Requirement:
Pull from the data below each line where the word "plastic" occurs, and copy it.

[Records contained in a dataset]
------------------------------------------------------------------------

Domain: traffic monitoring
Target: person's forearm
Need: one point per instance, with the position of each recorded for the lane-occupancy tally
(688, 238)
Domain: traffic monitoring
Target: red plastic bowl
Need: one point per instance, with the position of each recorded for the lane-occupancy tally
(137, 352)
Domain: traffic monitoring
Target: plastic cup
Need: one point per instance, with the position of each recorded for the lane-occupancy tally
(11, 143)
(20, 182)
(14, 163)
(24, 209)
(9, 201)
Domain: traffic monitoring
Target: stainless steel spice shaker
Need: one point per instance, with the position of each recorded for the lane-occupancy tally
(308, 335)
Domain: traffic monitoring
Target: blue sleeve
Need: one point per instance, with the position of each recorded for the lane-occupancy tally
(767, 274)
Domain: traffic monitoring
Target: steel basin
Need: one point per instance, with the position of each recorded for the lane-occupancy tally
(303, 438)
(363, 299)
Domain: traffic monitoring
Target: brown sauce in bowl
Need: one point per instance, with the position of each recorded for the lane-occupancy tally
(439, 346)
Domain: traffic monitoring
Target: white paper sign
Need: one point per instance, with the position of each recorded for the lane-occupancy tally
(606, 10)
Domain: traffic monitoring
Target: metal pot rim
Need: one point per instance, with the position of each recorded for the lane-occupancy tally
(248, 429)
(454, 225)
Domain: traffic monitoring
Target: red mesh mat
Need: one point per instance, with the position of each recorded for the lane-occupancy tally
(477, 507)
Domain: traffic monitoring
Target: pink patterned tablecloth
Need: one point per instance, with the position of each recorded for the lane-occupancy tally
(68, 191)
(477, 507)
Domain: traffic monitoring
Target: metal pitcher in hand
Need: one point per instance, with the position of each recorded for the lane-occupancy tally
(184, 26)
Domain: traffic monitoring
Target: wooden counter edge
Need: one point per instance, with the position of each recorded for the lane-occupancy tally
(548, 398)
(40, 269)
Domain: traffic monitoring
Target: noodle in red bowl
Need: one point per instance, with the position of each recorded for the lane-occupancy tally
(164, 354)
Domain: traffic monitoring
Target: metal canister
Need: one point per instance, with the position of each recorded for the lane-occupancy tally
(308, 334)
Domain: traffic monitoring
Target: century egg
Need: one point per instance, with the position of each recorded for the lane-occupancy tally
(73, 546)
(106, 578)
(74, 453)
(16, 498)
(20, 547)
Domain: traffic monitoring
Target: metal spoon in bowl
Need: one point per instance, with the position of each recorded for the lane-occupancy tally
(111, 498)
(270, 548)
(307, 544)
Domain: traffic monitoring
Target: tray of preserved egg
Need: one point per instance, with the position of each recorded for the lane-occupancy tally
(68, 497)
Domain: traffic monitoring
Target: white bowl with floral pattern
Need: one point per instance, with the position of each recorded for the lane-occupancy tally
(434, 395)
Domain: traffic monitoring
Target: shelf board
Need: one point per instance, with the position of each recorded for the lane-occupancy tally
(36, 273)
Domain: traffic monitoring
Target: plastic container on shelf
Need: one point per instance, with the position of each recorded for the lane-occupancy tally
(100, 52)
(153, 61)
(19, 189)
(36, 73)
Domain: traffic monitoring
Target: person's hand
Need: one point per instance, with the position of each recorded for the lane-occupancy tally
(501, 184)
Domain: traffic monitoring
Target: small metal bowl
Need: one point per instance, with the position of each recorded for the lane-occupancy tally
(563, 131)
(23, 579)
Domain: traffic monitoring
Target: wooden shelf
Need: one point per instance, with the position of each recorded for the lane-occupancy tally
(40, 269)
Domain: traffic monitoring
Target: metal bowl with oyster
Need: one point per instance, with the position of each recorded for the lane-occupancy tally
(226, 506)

------------------------------------------------------------------------

Answer to the problem:
Target: red plastic bowl
Target: plastic cup
Target: plastic container on shelf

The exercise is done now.